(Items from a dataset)
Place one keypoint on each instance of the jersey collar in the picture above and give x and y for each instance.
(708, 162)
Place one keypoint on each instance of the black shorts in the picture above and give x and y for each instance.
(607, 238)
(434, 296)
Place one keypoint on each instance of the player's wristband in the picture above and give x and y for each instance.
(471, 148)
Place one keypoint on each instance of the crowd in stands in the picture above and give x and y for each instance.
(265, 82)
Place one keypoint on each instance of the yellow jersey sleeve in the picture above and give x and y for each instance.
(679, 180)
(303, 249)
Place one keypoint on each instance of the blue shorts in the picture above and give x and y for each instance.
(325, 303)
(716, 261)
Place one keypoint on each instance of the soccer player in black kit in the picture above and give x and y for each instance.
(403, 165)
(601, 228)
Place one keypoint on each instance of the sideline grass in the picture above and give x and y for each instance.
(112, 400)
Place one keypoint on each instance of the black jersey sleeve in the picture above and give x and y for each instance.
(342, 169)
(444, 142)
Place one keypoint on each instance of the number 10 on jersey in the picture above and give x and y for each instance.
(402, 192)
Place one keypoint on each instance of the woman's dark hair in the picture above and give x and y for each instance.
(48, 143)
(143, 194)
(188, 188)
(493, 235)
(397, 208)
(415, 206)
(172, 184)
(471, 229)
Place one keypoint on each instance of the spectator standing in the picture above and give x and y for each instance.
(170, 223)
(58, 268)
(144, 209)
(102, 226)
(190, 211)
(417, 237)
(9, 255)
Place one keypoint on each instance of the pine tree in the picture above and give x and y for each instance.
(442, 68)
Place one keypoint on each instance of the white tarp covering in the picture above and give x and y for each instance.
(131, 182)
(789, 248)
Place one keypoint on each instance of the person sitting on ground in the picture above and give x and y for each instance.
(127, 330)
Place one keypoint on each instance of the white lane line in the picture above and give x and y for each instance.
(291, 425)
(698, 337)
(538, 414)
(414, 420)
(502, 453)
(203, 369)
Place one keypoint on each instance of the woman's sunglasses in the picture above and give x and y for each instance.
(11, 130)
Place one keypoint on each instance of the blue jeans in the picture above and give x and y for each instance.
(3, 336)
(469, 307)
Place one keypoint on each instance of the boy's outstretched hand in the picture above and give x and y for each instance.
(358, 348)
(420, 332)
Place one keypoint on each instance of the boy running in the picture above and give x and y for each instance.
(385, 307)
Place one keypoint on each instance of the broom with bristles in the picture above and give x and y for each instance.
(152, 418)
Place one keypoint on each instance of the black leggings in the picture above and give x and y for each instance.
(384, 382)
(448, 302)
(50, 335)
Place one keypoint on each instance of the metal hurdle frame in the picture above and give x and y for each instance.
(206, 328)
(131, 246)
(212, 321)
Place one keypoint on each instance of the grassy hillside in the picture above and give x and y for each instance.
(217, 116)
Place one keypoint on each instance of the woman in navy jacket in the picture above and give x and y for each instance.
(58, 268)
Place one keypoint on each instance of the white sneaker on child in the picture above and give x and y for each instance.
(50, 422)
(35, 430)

### [WHAT IS EXPECTED]
Copy the entire listing above word for word, keeping every line in its original order.

### [OUTPUT FOR THIS EXERCISE]
Place one keypoint on each instance of the jersey collar in the picture above and give x and y for each instance.
(708, 162)
Place one keypoint on each instance of the black shorts in the picture above and give x and y for each instance.
(607, 238)
(434, 296)
Place one keypoint on each instance of the player's wristband in the picture above and give x and y for each instance.
(471, 148)
Place one keypoint on each instance of the crowd in stands in the picture above and give x and y for each instance.
(265, 82)
Place one keypoint on each instance of the yellow jersey sleeve in the picture above and give x and y for each instance.
(679, 180)
(303, 249)
Place one keypoint on each instance of the blue shorts in the picture above and give x and y for each instance.
(325, 303)
(716, 261)
Place one keypoint on each instance of the soccer player in black kit in the picture above and give x and y for each instance.
(403, 165)
(601, 228)
Place one keypoint on each instance of the sideline grass in the picture above and give x and y for each instance.
(112, 400)
Place one keypoint on each instance of the black jersey sleeve in the picture above and give x and y for each instance.
(342, 169)
(444, 142)
Place one keypoint on each instance of the number 10 on jersey in the picture above and give x and y for each instance.
(402, 192)
Place one keypoint on each instance of the woman's dark hair in the picture above and give x and y for each instance.
(48, 143)
(143, 194)
(188, 188)
(493, 235)
(397, 208)
(415, 206)
(172, 184)
(471, 229)
Place one keypoint on each instance of the spectator standing in the picture above and give x and y for each instance.
(170, 223)
(58, 268)
(144, 209)
(102, 226)
(190, 211)
(417, 237)
(9, 255)
Place one keypoint on each instance of the pine tree in the picture above and give x and y for each instance.
(442, 68)
Place one keypoint on each instance of the white tarp covering in the picture above and give x and y for each instance.
(131, 182)
(789, 248)
Place one keypoint on each instance of the person sitting on ground in the picture above and give x and y for each instance.
(127, 330)
Place one keypoint on each instance of the white lane line in the picture above and give x and y for each instance.
(291, 425)
(698, 337)
(538, 414)
(414, 420)
(502, 453)
(203, 369)
Place one keypoint on each instance of the woman's sunglasses in the picture above and give x and y for each instance.
(11, 130)
Place one keypoint on each instance of the blue jeans in the picture above and give x and y for each instance.
(3, 336)
(469, 307)
Place one keypoint on each instance of the boy's outstretched hand in the picture above and give x and y for each instance.
(358, 348)
(420, 332)
Place one keypoint on each instance of the boy running in the picture above and give x and y for each instance.
(385, 307)
Place one keypoint on each instance of the broom with bristles in the picture above and give x and y for each instance.
(152, 418)
Place one keypoint on each instance of the black leggings in the picture above and give x and y for each instance.
(384, 382)
(448, 302)
(50, 335)
Place one keypoint on each instance of the metal hurdle frame in the picture above and give x and y for each instance.
(206, 328)
(131, 246)
(212, 321)
Place one keypoint on each instance of the grassy hillside in the picture above and give x and y for each instance.
(217, 116)
Place one keypoint on each instance of the woman in navy jacket in the picture above and give x and y for each instance.
(58, 268)
Place one keypoint on each instance of the white sneaker on child in the picture above and give x and y for each instance.
(50, 422)
(35, 430)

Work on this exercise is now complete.